▸ Article
::::::::::

In the remainder of this article I’ll tell you what I thought of this new offering from Titan Aircraft, the successful builder of the Tornado line of ultralights and light aircraft. But I must be forthright and tell you my hour and a quarter flight with this new airplane ended with a landing on its belly.
I rush to say it wasn’t simple forgetfulness; I didn’t forget to put the gear down. Instead, a simple mechanical problem in this prototype T-51 prevented the retractable gear from fully extending. The gear was partially down, but it refused to lock in position. A post-incident investigation revealed that a tiny activation pin broke off the gear-down microswitch when I tried to activate it with too forceful a movement. Because the micro-switch didn’t activate, the hydraulic system didn’t push the gear legs down all the way.
Considering the gear was down only about 50 percent, according to Titan President John Williams who was watching from the ground, my touch down was remarkably smooth, and the T-51 rolled for quite a few yards. However, eventually the left gear leg began to collapse followed shortly by the right, and I ended up in a belly landing that did surprisingly little damage. The prop was a goner, though.
I knew I had a problem with the gear. In fact, I was coming in for a fourth pass at landing, this time hoping that I had the gear fully down. I was initially prepared to power up and go around, so naturally I left the engine running. I’d been recycling the gear and knew it was moving up and down. But the T-51 never showed me those re assuring three green lights that would tell me the gear was down and locked.

::::::::::

Stored items
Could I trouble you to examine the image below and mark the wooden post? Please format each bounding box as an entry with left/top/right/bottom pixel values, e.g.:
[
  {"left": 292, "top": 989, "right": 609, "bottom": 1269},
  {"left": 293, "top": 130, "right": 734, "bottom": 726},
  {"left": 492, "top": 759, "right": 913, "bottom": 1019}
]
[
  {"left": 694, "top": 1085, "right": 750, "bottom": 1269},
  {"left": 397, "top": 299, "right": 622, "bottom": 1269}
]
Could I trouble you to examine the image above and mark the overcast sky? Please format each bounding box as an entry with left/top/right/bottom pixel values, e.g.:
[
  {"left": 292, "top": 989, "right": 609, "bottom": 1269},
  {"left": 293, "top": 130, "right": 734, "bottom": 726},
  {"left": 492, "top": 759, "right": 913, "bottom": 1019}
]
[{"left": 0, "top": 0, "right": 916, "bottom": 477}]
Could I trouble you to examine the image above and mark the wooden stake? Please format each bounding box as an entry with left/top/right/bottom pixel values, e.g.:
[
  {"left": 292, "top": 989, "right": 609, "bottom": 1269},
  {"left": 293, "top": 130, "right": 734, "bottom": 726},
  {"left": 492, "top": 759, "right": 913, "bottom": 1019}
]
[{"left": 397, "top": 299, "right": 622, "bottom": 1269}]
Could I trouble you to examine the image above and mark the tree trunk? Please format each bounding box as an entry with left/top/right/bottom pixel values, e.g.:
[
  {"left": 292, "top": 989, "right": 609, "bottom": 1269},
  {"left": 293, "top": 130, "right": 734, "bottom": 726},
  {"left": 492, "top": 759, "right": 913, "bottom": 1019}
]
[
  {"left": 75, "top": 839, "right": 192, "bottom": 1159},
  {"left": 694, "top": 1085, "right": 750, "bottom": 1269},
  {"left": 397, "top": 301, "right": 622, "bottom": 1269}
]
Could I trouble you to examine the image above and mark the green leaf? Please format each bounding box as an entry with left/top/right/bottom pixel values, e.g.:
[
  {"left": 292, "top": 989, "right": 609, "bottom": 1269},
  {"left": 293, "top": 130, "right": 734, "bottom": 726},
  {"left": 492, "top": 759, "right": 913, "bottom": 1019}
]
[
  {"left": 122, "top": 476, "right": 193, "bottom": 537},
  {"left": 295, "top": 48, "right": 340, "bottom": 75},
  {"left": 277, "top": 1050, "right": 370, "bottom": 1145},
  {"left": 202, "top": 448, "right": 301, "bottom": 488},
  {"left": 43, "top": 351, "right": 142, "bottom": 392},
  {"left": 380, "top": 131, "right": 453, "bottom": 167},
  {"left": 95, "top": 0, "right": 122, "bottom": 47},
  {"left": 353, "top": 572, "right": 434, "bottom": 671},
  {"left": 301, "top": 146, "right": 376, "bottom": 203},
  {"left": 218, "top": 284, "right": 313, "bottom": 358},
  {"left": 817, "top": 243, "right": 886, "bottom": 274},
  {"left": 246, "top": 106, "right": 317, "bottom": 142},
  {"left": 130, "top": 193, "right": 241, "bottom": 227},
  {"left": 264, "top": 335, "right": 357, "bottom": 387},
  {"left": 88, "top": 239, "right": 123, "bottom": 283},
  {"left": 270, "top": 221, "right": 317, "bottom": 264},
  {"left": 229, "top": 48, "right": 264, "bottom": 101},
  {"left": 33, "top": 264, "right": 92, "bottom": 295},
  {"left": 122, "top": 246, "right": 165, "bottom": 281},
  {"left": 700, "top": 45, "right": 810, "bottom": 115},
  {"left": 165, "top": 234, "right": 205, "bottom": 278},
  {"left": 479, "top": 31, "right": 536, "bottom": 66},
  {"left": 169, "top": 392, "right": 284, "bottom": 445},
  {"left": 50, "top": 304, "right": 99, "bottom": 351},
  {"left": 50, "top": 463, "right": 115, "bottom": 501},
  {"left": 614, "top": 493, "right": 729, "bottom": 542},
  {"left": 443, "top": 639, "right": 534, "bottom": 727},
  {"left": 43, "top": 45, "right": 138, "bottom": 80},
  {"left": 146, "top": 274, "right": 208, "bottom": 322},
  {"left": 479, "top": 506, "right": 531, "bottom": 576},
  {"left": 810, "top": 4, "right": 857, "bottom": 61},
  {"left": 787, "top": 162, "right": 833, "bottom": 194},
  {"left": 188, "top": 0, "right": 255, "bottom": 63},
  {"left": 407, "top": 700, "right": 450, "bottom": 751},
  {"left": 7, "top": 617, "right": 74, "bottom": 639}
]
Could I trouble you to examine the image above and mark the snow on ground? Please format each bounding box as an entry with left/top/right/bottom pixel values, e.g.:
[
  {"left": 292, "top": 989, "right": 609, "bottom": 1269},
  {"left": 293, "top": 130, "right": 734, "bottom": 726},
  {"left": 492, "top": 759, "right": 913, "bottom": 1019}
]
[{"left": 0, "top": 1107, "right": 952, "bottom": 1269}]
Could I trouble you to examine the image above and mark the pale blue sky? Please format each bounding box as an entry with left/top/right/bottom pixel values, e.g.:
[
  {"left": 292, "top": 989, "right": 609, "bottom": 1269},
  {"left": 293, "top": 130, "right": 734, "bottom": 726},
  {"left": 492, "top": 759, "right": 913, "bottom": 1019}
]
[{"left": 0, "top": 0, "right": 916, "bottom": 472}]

::::::::::

▸ The tasks
**1)** In the account of the T-51 flight, what broke off the gear-down microswitch?
**2)** Which company, aircraft line, and aircraft model does the T-51 flight account name? List each one.
**3)** Retype the T-51 flight account between "I rush to say" and "all the way.", inclusive.
These records come from a different source.

▸ Solutions in order
**1)** A tiny activation pin.

**2)** Titan Aircraft, Tornado, T-51

**3)**
I rush to say it wasn’t simple forgetfulness; I didn’t forget to put the gear down. Instead, a simple mechanical problem in this prototype T-51 prevented the retractable gear from fully extending. The gear was partially down, but it refused to lock in position. A post-incident investigation revealed that a tiny activation pin broke off the gear-down microswitch when I tried to activate it with too forceful a movement. Because the micro-switch didn’t activate, the hydraulic system didn’t push the gear legs down all the way.